The response must match the data below exactly, line for line.

(Dataset items)
◆ ◆ ◆ ◆ ◆

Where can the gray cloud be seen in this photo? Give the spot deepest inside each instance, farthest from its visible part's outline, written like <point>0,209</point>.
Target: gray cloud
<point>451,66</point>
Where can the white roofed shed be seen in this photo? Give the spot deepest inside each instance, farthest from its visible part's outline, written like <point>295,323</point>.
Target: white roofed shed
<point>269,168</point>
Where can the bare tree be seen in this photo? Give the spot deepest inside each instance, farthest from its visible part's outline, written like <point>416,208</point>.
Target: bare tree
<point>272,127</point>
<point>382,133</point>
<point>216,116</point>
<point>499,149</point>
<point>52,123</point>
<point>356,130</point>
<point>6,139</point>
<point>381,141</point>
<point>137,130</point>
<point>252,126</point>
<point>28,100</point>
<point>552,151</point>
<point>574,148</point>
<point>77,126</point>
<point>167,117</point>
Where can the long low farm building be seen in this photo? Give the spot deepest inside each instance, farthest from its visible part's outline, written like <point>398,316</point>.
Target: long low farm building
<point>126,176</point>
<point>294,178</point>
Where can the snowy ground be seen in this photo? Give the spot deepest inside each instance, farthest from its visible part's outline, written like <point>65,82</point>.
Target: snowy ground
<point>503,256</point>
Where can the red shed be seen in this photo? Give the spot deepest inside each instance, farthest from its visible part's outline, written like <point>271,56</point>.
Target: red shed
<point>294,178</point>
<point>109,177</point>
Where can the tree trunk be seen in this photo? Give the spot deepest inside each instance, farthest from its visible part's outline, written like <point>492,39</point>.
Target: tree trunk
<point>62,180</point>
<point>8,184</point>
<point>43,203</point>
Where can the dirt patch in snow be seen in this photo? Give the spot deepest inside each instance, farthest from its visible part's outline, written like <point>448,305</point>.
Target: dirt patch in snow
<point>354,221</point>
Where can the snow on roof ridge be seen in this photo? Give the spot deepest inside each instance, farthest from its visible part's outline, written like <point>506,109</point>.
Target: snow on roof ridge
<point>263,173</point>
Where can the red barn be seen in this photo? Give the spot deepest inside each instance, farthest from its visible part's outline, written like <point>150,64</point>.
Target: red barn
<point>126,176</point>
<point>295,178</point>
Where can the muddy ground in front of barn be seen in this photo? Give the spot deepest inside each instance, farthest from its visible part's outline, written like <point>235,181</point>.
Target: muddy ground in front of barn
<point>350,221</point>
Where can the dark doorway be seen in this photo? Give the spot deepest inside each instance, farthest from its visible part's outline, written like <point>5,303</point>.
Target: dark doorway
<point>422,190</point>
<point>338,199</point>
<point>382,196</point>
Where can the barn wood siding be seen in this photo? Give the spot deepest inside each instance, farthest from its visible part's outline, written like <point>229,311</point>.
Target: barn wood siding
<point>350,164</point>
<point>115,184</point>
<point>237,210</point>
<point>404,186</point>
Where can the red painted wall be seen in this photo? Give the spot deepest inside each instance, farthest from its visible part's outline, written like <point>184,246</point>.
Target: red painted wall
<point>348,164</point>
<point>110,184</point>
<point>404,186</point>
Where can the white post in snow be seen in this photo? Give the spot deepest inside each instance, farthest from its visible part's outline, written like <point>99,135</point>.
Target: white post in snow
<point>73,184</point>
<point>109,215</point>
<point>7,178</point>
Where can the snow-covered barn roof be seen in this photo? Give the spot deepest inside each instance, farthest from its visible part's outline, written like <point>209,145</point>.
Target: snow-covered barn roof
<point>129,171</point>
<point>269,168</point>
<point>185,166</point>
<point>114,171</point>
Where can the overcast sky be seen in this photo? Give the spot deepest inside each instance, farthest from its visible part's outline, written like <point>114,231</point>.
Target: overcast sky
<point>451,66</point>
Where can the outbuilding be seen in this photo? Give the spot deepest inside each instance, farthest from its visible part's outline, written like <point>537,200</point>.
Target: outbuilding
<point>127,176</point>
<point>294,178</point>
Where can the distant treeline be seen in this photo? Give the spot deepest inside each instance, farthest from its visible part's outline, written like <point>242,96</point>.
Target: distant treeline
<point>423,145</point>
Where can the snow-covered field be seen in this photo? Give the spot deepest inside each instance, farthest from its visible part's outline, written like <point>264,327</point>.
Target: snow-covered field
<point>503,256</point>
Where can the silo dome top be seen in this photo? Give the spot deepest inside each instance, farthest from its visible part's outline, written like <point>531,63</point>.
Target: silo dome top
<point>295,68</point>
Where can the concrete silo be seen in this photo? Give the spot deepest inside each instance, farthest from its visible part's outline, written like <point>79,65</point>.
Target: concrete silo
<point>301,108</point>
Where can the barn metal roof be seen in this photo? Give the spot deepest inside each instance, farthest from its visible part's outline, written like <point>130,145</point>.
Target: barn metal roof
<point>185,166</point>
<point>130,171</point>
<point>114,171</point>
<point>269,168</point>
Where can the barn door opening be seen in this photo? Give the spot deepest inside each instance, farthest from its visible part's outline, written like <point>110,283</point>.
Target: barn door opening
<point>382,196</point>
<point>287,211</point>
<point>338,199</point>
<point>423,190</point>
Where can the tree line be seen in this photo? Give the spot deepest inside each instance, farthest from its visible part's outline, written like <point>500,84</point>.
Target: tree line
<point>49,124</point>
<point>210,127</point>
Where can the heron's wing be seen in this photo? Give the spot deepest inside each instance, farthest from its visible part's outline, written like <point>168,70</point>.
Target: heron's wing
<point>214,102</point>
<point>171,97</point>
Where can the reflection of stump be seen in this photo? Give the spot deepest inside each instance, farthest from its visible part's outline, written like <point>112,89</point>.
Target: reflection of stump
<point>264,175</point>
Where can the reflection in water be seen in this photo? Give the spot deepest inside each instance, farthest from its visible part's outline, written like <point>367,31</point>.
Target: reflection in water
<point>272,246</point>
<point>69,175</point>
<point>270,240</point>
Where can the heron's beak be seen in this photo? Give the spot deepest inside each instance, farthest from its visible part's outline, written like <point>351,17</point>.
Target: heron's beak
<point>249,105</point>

◆ ◆ ◆ ◆ ◆

ANSWER TO THE EXERCISE =
Where can the gray cloud be seen in this photo? Give the spot deepest inside each instance, farthest from its visible part's outline, written like <point>0,209</point>.
Target: gray cloud
<point>451,66</point>
Where can the white roofed shed be seen in this photo? Give the spot deepest inside each instance, farthest from its visible part's outline, written like <point>295,323</point>.
Target: white roofed shed
<point>269,168</point>
Where can the bare tree be seen in this photo? Give the spot deepest inside each instance, farthest from its visible part's outline, written like <point>416,208</point>.
Target: bare tree
<point>272,127</point>
<point>382,133</point>
<point>216,116</point>
<point>499,149</point>
<point>52,123</point>
<point>356,130</point>
<point>6,139</point>
<point>381,141</point>
<point>137,130</point>
<point>252,126</point>
<point>28,100</point>
<point>552,151</point>
<point>574,148</point>
<point>77,126</point>
<point>167,117</point>
Where can the long low farm building be seen in this photo? Give the spot deepest inside each instance, farthest from its visible part's outline, written like <point>398,316</point>.
Target: long low farm building
<point>126,176</point>
<point>294,178</point>
Where can the snowy ground be seen in this photo? Give the spot deepest inside each instance, farthest from its visible part's outline, written like <point>65,82</point>.
Target: snowy ground
<point>503,256</point>
Where can the red shed be seen in this photo? Give the spot deepest inside each instance, farthest from its visible part's outline, written like <point>271,56</point>.
Target: red shed
<point>294,178</point>
<point>109,177</point>
Where can the tree trunk be seen in this photo? Give the spot deepest inside each instance, farthest from its visible part's outline, written like <point>492,39</point>.
Target: tree trunk
<point>62,180</point>
<point>8,184</point>
<point>43,203</point>
Where can the dirt patch in snow be seen in this photo? Give the spot deepest inside each instance, farthest from its visible part's outline, written like <point>448,305</point>.
Target: dirt patch in snow
<point>354,221</point>
Where can the snow on roof ridge be seen in this photo? Give the spot deepest inside each instance, farthest from its visible part's outline, written like <point>506,109</point>.
Target: snow on roof ridge
<point>263,173</point>
Where can the red barn be seen in this photo? Give the spot deepest inside each instance, farthest from its visible part's outline, written like <point>150,64</point>.
Target: red barn
<point>126,176</point>
<point>295,178</point>
Where can the muddy ground in front of barn be seen in this photo? Give the spot deepest inside each instance, farthest from its visible part's outline, written like <point>235,181</point>.
Target: muddy ground in front of barn
<point>350,221</point>
Where can the dark doorway be seen in this photo? Give the spot deepest inside each instance, farthest from its visible part's outline, written like <point>5,303</point>.
Target: dark doorway
<point>422,190</point>
<point>338,199</point>
<point>382,196</point>
Where can the barn wood siding be seen in this photo? Give the spot deepest inside each instance, farthest from its visible part's outline, written like <point>229,311</point>.
Target: barn wood siding
<point>350,164</point>
<point>115,184</point>
<point>237,210</point>
<point>404,186</point>
Where can the red painted wall be seen in this photo? Give the spot deepest inside each instance, farthest from its visible part's outline, written like <point>184,246</point>.
Target: red painted wall
<point>348,164</point>
<point>110,184</point>
<point>404,186</point>
Where can the white post in snow be seen in this photo? Give the spot deepest inside each instance, farthest from its visible part's outline, written like <point>99,135</point>.
Target: white post in snow
<point>73,184</point>
<point>109,215</point>
<point>7,178</point>
Where can the snow-covered barn roof be seen in this photo? Give the spot deepest inside each instance, farthest from its visible part's outline, written like <point>209,145</point>.
Target: snow-covered barn roof
<point>129,171</point>
<point>269,168</point>
<point>185,166</point>
<point>114,171</point>
Where can the overcast sky be seen in this photo? Give the spot deepest inside each instance, farthest from its visible part's outline, written like <point>114,231</point>.
Target: overcast sky
<point>451,66</point>
Where can the outbuilding be seen in this photo? Give the spot deepest inside each instance, farthest from its visible part's outline, written like <point>537,200</point>.
Target: outbuilding
<point>127,176</point>
<point>294,178</point>
Where can the distant treeline be seen in this photo? Give the spot deepest inside each instance, farthest from its visible part's outline, written like <point>242,96</point>.
Target: distant treeline
<point>423,145</point>
Where can the snow-covered field be seen in this photo? Give the spot deepest inside each instance, farthest from its visible part's outline, written like <point>264,327</point>.
Target: snow-covered field
<point>503,256</point>
Where can the silo dome top be seen in this photo? Give the spot deepest inside each instance, farthest from its visible part's outline, written like <point>531,63</point>.
Target: silo dome top
<point>295,68</point>
Where can the concrete silo be seen in this photo? Give the spot deepest inside each instance, farthest from its visible part's outline, written like <point>79,65</point>.
Target: concrete silo
<point>301,108</point>
Where can the barn metal roof be seen in this photo? Give the spot deepest inside each instance, farthest from its visible part's outline, written like <point>130,145</point>.
Target: barn metal roof
<point>185,166</point>
<point>130,171</point>
<point>114,171</point>
<point>269,168</point>
Where can the barn door opening be seen in this photo? Give the spot deepest inside each instance, farthest from its visible part's outline, written like <point>110,283</point>.
Target: barn door opening
<point>382,196</point>
<point>287,211</point>
<point>338,199</point>
<point>423,190</point>
Where can the tree line be seen in this photo? Give the spot deepest inside each instance, farthest from its visible part's outline, written like <point>500,84</point>.
Target: tree line
<point>49,124</point>
<point>210,127</point>
Where can the heron's wing be seen in this photo? Give the spot deepest inside each instance, farthest from its visible part's outline, written like <point>168,70</point>.
Target: heron's wing
<point>214,102</point>
<point>171,97</point>
Where can the reflection of stump be seen in this photo? Give the spot deepest inside each instance, farthest from its visible part's outline, written like <point>112,89</point>.
Target: reflection of stump
<point>264,175</point>
Where can the reflection in water be seen in this photo? Give the spot deepest inside each instance, farthest from its visible part's outline, written like <point>367,31</point>.
Target: reflection in water
<point>272,246</point>
<point>69,175</point>
<point>270,240</point>
Where can the heron's beak be seen in this photo? Give the spot deepest inside each instance, farthest from its visible part's outline, written like <point>351,17</point>.
Target: heron's beak
<point>249,105</point>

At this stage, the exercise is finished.